- [WORK INSTRUCTIONS]: Copy out every line of the records below, requests included, and scale each box coordinate in the answers by 1.35, rounding to the nearest whole number with halves rounded up.

- [DATASET ROWS]:
++++++++++
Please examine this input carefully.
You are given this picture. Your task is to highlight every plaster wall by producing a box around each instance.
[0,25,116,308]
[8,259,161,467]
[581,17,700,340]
++++++++++
- [OUTPUT BELOW]:
Please examine this input carefully.
You are given this picture. Your task is to highlight every plaster wall by producing a box around each instance.
[0,34,157,416]
[11,350,217,630]
[784,23,945,459]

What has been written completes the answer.